### STORED RECORDS
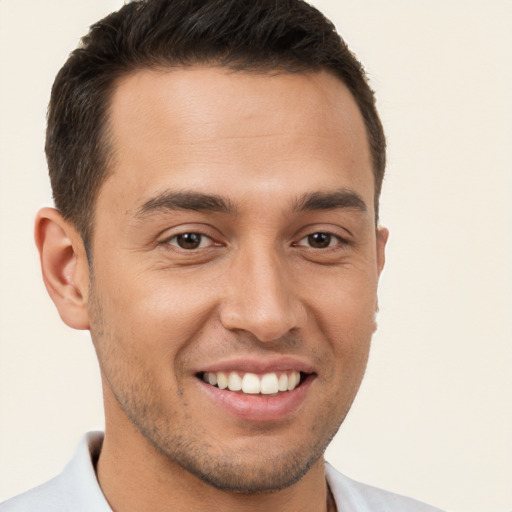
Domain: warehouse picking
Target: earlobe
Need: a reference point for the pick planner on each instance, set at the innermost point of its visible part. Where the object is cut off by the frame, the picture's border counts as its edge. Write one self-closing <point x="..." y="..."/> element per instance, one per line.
<point x="64" y="266"/>
<point x="382" y="238"/>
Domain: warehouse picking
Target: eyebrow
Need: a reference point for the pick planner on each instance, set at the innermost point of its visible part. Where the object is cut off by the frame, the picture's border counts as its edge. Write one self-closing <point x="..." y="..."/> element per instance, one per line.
<point x="317" y="201"/>
<point x="196" y="201"/>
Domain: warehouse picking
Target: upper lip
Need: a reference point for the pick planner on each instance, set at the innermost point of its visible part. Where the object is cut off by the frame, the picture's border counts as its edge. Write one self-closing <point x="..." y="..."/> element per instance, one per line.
<point x="253" y="365"/>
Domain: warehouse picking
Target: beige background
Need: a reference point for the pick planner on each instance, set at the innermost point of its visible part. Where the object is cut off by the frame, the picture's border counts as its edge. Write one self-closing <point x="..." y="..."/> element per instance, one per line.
<point x="434" y="415"/>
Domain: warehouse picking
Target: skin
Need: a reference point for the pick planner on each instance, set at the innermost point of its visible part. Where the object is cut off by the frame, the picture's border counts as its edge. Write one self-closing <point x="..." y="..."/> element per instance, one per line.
<point x="259" y="287"/>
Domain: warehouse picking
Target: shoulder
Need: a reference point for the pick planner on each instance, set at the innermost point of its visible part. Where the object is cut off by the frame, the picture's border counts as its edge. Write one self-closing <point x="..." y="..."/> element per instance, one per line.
<point x="74" y="490"/>
<point x="42" y="498"/>
<point x="357" y="497"/>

### GIVEN INSTRUCTION
How many lines of the data above contain the string "Target"? Reply with the number alone.

### ANSWER FOR THE TASK
6